--- START ---

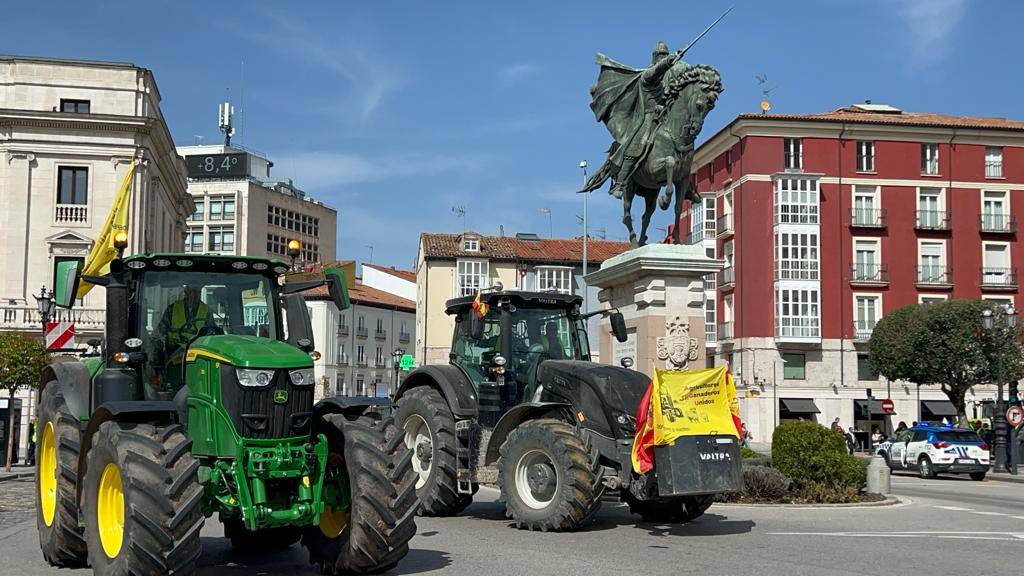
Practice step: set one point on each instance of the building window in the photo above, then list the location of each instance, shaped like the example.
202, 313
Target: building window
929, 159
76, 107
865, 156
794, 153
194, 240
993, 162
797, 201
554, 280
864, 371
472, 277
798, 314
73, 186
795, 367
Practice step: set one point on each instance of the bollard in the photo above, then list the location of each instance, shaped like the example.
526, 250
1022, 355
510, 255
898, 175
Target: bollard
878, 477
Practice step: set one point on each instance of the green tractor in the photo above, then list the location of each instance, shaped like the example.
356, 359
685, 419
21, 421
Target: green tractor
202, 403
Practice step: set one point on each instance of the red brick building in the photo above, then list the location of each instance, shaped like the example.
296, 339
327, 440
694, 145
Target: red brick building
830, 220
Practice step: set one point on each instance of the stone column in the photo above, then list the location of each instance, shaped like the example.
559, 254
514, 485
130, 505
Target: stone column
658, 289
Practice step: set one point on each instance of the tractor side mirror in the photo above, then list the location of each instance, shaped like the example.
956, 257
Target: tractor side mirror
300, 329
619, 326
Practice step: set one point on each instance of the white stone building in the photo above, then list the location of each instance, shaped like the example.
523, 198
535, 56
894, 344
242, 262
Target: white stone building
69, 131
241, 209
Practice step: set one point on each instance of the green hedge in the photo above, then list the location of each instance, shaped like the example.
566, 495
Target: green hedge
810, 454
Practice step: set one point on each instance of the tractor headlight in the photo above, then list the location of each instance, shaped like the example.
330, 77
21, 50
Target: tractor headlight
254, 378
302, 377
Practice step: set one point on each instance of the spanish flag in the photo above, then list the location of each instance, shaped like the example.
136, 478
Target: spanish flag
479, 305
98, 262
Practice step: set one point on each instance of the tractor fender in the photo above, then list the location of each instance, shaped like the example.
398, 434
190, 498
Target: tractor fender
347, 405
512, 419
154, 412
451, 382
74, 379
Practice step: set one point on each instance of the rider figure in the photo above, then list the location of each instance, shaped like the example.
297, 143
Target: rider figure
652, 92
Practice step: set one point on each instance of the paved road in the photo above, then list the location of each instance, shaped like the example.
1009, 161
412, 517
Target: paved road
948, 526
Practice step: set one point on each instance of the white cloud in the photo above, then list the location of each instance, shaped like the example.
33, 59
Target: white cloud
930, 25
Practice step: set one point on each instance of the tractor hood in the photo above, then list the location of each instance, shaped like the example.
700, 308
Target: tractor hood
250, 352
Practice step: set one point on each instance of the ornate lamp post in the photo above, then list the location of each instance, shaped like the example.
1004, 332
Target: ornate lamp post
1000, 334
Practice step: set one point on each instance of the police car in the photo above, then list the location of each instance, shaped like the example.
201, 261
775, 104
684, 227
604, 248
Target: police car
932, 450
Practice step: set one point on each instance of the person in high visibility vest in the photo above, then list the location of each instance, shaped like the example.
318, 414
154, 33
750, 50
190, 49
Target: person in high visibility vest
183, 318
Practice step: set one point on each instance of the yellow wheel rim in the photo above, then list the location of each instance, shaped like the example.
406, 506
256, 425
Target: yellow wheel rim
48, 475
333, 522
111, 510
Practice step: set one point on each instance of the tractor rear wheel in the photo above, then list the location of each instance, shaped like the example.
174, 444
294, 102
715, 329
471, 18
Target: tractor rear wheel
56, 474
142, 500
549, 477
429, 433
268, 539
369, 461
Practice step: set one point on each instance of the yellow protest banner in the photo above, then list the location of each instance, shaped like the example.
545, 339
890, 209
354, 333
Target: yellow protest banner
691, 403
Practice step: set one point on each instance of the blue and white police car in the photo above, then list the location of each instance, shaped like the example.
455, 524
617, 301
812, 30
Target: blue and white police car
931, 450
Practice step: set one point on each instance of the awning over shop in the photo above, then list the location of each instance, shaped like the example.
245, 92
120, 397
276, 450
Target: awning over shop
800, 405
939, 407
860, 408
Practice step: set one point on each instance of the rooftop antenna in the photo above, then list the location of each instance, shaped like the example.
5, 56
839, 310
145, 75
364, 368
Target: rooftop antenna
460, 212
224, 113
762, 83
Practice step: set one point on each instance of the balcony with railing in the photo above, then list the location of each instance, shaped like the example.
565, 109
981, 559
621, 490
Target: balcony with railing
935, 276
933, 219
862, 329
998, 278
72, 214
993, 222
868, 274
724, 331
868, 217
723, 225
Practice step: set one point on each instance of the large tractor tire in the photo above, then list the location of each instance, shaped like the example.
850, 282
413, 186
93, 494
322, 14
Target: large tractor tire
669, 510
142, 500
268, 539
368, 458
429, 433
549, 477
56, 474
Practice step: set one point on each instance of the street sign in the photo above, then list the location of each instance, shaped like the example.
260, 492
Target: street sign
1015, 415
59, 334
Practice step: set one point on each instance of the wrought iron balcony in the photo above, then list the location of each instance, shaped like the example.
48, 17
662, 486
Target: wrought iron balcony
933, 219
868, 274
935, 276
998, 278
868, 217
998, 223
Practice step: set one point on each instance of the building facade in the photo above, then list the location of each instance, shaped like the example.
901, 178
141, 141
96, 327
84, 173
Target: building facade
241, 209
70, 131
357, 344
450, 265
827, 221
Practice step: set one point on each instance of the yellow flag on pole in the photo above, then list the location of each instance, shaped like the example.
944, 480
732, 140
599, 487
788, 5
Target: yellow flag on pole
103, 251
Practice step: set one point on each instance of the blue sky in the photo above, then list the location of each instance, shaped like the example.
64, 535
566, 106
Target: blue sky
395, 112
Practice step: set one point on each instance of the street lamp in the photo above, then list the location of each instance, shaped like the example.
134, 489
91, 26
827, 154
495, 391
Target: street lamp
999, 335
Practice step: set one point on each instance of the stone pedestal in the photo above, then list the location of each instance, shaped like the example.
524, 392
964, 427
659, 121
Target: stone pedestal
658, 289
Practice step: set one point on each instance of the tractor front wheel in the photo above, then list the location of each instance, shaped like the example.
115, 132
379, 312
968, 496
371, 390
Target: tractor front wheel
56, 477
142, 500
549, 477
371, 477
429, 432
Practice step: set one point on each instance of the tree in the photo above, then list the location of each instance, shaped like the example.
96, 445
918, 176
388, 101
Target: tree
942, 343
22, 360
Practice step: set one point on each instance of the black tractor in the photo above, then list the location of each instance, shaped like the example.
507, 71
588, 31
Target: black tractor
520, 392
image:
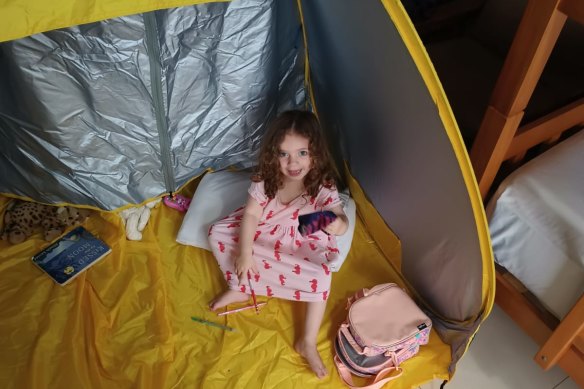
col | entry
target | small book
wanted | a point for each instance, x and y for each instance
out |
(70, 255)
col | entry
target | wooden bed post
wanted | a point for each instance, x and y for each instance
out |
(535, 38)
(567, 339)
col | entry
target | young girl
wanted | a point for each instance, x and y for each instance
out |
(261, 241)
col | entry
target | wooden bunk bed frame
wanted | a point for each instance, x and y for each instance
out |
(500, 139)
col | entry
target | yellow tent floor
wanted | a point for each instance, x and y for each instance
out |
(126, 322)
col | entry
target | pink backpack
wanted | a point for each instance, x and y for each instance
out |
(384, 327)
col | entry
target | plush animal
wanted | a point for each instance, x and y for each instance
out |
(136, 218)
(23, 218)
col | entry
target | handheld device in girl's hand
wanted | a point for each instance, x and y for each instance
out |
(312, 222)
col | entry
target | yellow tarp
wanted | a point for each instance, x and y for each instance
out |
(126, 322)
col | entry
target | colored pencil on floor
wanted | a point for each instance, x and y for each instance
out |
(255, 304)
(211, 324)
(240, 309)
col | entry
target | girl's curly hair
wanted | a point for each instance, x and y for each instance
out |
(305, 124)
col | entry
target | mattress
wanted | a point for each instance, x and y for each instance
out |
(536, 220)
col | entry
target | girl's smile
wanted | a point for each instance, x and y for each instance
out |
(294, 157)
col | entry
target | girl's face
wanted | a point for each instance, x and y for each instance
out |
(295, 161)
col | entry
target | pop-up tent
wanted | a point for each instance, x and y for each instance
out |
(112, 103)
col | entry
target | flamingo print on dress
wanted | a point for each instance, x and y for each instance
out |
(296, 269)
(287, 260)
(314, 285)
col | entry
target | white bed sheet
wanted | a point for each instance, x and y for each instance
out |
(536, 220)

--- END ---

## TASK DETAILS:
Look over the records. Copy the lines that include the word "wooden".

## COMPLETED TASK:
target | wooden bed post
target | wooden bunk bed frame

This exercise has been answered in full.